PROVIDED PASSAGE:
::::::

Ask HN: Company retreat? - raykanani99
How do people feel about company retreats? Are they valuable? If so, what benefits have you found?<p>Does anyone work for an organization that provides a retreat space for employees to use? Lodge, cabin, etc
======
joezydeco
In the days before mobile devices and pervasive internet, retreats could have
a productive use. Get people out of the office, clear their heads, get them
focused on whatever task you think is necessary to perform away from work
(brainstorming, team building, etc).

Now that's all changed. The last couple of retreats I've been on, people are
on their phones handling emergencies all day long and then quickly pull back
to their hotel rooms after hours to catch up on work that needed attention
while they were gone.

And I've never heard of a company that pays for space away from the office for
one to work. That seems like a stretch to ask for.

------
taylodl
It's really difficult to make spouses and children feel welcome and have
appropriate activities for everyone and yet still achieve the bonding you're
looking to achieve. It can be done, but it's really difficult and requires
careful planning and a genuine desire to make everyone involved feel welcome.
Otherwise it's likely to be a disaster and achieving the opposite of what you
were hoping. At a minimum you should get a professional planner engaged to
better ensure a successful event.

------
probinso
I don't want my family time interrupted by trust falls. Retreats are fine as
long as they satisfy that criteria.

::::::

STATED TASK 1: Give the username of every participant in the company retreat thread, including the person who started it.
The company retreat thread and the listing that follows it are unrelated material.

::::::

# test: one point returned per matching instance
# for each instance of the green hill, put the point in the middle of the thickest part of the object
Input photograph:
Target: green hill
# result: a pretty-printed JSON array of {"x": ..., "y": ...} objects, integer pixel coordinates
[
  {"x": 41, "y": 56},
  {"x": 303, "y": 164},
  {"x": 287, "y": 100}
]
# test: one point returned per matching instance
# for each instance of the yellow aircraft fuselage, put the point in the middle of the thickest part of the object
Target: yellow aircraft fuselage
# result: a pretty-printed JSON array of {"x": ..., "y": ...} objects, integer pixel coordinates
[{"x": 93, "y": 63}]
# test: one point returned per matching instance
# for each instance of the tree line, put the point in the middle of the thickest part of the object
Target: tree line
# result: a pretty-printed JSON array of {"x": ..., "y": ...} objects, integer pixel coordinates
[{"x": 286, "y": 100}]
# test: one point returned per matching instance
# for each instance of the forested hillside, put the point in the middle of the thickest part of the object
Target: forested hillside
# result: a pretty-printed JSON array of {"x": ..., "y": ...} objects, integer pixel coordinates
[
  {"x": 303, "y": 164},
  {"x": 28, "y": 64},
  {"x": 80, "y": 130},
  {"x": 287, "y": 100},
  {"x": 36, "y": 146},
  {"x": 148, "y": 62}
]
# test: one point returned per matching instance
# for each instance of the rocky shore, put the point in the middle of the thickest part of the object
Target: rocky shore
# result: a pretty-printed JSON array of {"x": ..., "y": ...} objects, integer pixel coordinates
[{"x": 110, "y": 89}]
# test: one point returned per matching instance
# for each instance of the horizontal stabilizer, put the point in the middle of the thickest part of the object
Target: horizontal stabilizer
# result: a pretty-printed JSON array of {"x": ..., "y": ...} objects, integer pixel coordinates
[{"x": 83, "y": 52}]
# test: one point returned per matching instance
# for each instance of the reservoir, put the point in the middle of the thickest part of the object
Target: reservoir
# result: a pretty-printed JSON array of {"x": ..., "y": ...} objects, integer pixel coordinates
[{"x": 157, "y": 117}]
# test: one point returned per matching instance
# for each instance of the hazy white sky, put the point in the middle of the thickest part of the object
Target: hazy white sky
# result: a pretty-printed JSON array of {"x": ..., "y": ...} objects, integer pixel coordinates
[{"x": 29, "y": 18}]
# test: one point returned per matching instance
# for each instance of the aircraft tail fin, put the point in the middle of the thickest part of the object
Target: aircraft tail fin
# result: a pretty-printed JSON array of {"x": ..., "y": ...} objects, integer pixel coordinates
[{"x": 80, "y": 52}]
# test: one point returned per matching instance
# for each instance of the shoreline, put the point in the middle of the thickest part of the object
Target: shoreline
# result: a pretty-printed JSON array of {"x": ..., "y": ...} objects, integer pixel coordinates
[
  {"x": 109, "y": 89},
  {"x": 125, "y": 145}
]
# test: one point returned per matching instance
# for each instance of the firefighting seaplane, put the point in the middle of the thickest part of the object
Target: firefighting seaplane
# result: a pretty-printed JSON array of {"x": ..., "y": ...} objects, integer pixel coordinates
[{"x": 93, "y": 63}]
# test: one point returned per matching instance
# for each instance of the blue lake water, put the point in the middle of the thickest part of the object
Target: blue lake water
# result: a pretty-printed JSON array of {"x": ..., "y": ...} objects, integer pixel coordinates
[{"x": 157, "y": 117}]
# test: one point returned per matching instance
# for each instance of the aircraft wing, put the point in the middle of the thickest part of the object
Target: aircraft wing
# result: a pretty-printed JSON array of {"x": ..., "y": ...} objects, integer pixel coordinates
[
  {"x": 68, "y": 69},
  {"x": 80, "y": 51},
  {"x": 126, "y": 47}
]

::::::

STATED TASK 2: State how many lines of the listing contain the string "green". Reply with the number alone.

TASK OUTPUT 1: raykanani99, joezydeco, taylodl, probinso

TASK OUTPUT 2: 2